# Start of Task input

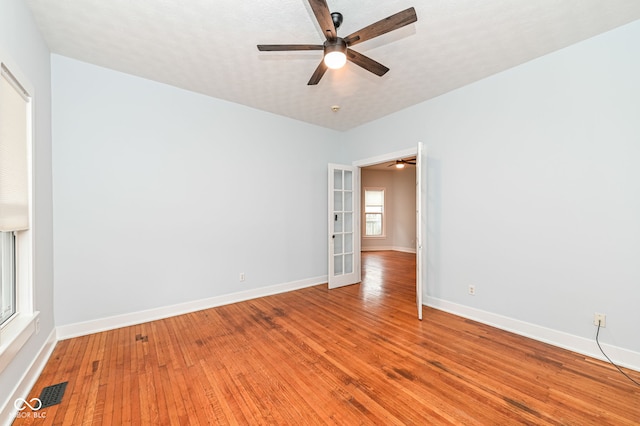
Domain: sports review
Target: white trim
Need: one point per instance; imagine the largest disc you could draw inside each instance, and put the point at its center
(28, 379)
(390, 248)
(15, 335)
(103, 324)
(622, 357)
(385, 157)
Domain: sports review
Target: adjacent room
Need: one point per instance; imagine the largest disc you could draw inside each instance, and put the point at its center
(204, 220)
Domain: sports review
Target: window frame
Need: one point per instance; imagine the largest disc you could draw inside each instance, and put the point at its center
(382, 214)
(25, 322)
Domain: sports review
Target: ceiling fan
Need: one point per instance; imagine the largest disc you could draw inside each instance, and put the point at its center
(337, 50)
(399, 164)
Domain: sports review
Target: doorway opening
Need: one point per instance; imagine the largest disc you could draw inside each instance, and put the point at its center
(404, 217)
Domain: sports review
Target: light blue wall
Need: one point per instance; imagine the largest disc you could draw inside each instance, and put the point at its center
(534, 192)
(164, 196)
(21, 41)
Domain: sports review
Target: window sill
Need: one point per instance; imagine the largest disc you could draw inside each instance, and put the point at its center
(14, 336)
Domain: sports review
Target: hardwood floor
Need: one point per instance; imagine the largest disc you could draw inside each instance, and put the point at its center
(354, 355)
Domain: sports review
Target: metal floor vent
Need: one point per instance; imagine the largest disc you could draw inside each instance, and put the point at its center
(52, 395)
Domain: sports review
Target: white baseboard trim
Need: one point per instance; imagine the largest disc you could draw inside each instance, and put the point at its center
(28, 379)
(103, 324)
(390, 248)
(622, 357)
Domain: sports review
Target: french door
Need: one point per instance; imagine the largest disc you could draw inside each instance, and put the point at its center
(344, 225)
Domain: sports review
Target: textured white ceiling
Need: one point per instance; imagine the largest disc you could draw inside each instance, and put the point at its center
(209, 46)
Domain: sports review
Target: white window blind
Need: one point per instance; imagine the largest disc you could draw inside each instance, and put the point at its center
(14, 193)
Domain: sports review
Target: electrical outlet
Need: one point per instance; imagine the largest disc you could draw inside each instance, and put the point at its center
(600, 319)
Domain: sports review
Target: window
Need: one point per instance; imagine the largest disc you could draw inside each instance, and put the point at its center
(18, 321)
(374, 212)
(7, 276)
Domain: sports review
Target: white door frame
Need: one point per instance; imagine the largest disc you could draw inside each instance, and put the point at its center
(371, 161)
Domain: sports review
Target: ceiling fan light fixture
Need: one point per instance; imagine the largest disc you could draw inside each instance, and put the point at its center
(335, 53)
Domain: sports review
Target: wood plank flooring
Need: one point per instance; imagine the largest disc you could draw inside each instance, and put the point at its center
(354, 355)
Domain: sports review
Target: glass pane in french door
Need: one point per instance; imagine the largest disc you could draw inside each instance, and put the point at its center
(343, 222)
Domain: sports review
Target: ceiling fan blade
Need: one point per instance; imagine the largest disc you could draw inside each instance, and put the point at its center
(287, 47)
(384, 26)
(366, 63)
(317, 74)
(323, 15)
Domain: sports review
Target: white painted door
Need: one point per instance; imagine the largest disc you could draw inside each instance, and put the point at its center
(344, 229)
(421, 224)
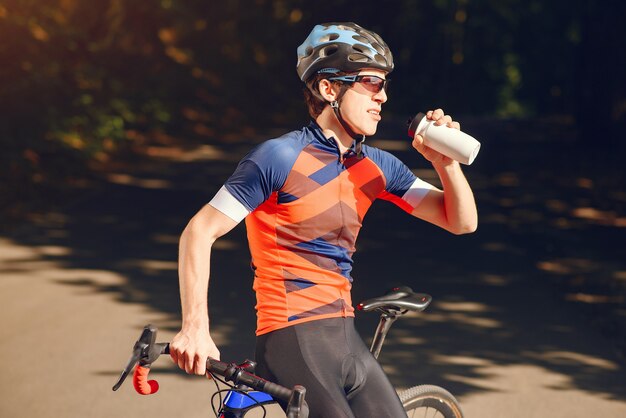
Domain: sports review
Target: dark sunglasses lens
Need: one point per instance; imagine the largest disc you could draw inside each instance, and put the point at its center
(373, 83)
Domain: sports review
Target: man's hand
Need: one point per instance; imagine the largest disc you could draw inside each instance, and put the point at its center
(191, 348)
(430, 154)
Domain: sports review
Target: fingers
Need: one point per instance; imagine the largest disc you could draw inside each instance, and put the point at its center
(441, 118)
(192, 358)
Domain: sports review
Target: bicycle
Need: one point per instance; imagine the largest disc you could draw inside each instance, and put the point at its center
(249, 391)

# End of Task input

Written instruction. Every line of text is to be repeated exactly; pictures are left out.

Exercise answer.
Domain: sports review
Target: white trim
Need: one point per instance; imagine the largest disc you could draw inside each instance, and put the point at its center
(28, 379)
(390, 248)
(15, 335)
(103, 324)
(622, 357)
(385, 157)
Domain: sports review
Target: adjacent room
Need: one point per instance; imagine the largest disc you could draw inside each instance, and put the point at its center
(204, 220)
Domain: sports review
Target: window frame
Need: one point per instance; imagine the largest disc you could draw inside each instance, and put the point at its center
(382, 214)
(25, 322)
Domain: sports review
Target: ceiling fan
Need: one point per instance; imagine the largest disc you could draw inside each instance, and put the point at its center
(337, 50)
(399, 164)
Domain: sports review
Target: doorway opening
Need: one point per instance; imagine the largest disc you could draw inside each instance, and put the point at its center
(404, 217)
Domain: sports review
Target: light blue wall
Need: one point per instance; imagine the largest disc you could draw inside each instance, and put the point at its center
(534, 192)
(164, 196)
(21, 41)
Domain: sports review
Target: window sill
Need: one point per instance; imagine the largest disc you could draw inside each instance, and put the point at its center
(14, 336)
Domain: sports review
Target: hardwood floor
Need: one point per instance; imagine the largest disc you could draw inside each instance, and put the point at its center
(354, 355)
Domain: sports review
Target: metal floor vent
Need: one point per instance; imagine the largest disc you could draw inside each instance, and put the point at its center
(52, 395)
Domain: sports review
Target: white baseboard trim
Need: one point per instance; imagine the largest disc you could draw inside each instance, and put the point at its center
(28, 379)
(103, 324)
(390, 248)
(622, 357)
Domain: sports review
Target: french door
Need: one point per instance; imagine the largest disc you could draw inside each instance, and put the point at its center
(344, 225)
Domain: sports review
Target: textured white ceiling
Need: one point per instance; imagine the largest disc you could draw inside each instance, and put the point at its center
(209, 46)
Domain: sports review
Target: white window blind
Need: one point per instance; imagine the largest disc you could draw inside each instance, and put the point at its center
(14, 193)
Domain: sports review
Target: electrical outlet
Need: one point per instance; imagine the largest disc you could draw inside each instance, and put the point at its center
(600, 319)
Domain: sports review
Target: window
Need: one point per instance; imagine the largest disc you could draw inside each instance, and put the point at its center
(18, 321)
(374, 212)
(7, 276)
Domain: sports review
Target: white door frame
Need: one point per instance; imagine the largest disc you could draw inside each instance, and put the point at its center
(371, 161)
Domain: sports review
Target: ceiling fan light fixture
Need: one point per instance; imagine the largest disc you could draw inside each instance, and put the point at its center
(335, 53)
Domain: sports review
Target: wood plank flooring
Need: one point per instance; imagine the largest disc you could draw inside each instance, and put the point at its center
(354, 355)
Domain: sports review
Target: glass pane in french door
Need: one point per instance; imagine the largest disc you could draw inside each instance, and put the point at its center
(343, 222)
Domain: sports review
Target: ceiling fan blade
Need: one point per instance; imagine the largest disc you could draw inside each instance, and put the point at its center
(287, 47)
(384, 26)
(366, 63)
(317, 74)
(323, 15)
Domain: sports review
Target: white painted door
Need: one point per instance; imagine the largest disc you could draw inside each instance, and put the point at its center
(344, 229)
(421, 224)
Domain: sports review
Target: dark sunglasses lens
Need: one point per instance; imagine the largest disc you could draw inside each instance, and put the point at its center
(373, 83)
Domain: sports review
Target: man's hand
Need: one point per instance; imagine the largest disc you could draw inside each instance, and put the point at its center
(191, 348)
(430, 154)
Domain: sports review
Target: fingers
Need: one point per instance; imagine the largest disc you could draw inside each instance, and put the point at its center
(441, 118)
(192, 358)
Domain: sports review
Target: bicycle
Need: one point per instance; imagine the largest disc you could draw inside each instance, and put the point at its center
(249, 391)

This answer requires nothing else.